Exercise directions:
Rename "sample run" to "demo run" everywhere in the records below. Reproduce every line with nothing else altered.

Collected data
◇ ◇ ◇ ◇

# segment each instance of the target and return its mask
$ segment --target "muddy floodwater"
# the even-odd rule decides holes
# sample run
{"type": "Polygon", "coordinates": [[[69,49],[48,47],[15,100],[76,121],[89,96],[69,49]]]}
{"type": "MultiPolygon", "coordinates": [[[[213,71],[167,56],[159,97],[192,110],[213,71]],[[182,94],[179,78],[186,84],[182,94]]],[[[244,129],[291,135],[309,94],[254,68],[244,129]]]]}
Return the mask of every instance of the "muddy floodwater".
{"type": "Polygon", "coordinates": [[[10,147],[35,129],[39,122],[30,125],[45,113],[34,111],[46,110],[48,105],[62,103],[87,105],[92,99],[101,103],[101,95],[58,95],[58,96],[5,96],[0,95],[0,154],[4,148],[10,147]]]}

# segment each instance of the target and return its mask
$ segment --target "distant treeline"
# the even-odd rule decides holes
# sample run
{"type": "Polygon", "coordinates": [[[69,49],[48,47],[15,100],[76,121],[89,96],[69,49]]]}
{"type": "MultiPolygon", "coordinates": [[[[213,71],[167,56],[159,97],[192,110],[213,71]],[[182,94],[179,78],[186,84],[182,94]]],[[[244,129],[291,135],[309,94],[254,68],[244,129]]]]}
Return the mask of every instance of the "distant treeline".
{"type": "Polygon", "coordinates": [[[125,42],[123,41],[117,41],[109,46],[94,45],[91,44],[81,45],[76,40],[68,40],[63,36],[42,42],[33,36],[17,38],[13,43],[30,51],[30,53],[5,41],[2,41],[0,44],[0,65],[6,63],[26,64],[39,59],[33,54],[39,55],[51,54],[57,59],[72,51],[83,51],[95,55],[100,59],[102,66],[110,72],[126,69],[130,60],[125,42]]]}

◇ ◇ ◇ ◇

The reply:
# segment each instance of the target and return its mask
$ segment --target "muddy floodwater"
# the even-odd rule decides holes
# demo run
{"type": "Polygon", "coordinates": [[[69,49],[48,47],[15,100],[76,121],[89,96],[69,49]]]}
{"type": "MultiPolygon", "coordinates": [[[[213,71],[167,56],[159,97],[192,110],[213,71]],[[182,94],[179,78],[186,84],[182,94]]],[[[244,129],[291,135],[309,94],[254,68],[244,129]]]]}
Return the mask of every instance of the "muddy floodwater".
{"type": "Polygon", "coordinates": [[[10,147],[35,129],[39,122],[30,125],[45,113],[34,111],[46,110],[48,105],[62,103],[87,105],[92,99],[101,103],[101,95],[58,95],[58,96],[5,96],[0,95],[0,154],[4,148],[10,147]]]}

# segment each instance of the target and return its mask
$ segment --target "distant treeline"
# the even-odd rule decides holes
# demo run
{"type": "Polygon", "coordinates": [[[69,49],[48,47],[15,100],[76,121],[89,96],[69,49]]]}
{"type": "MultiPolygon", "coordinates": [[[[213,71],[167,56],[159,97],[192,110],[213,71]],[[182,94],[179,78],[186,84],[182,94]]],[[[244,129],[291,135],[309,94],[254,68],[244,129]]]]}
Return the mask of every instance of the "distant treeline".
{"type": "Polygon", "coordinates": [[[125,42],[123,41],[117,41],[109,46],[94,45],[91,44],[81,45],[76,40],[68,40],[63,36],[42,42],[33,36],[17,38],[13,43],[30,51],[30,53],[5,41],[2,41],[0,44],[0,65],[6,63],[26,64],[39,59],[33,54],[39,55],[51,54],[57,59],[72,51],[83,51],[95,55],[100,59],[102,66],[110,72],[126,69],[130,60],[125,42]]]}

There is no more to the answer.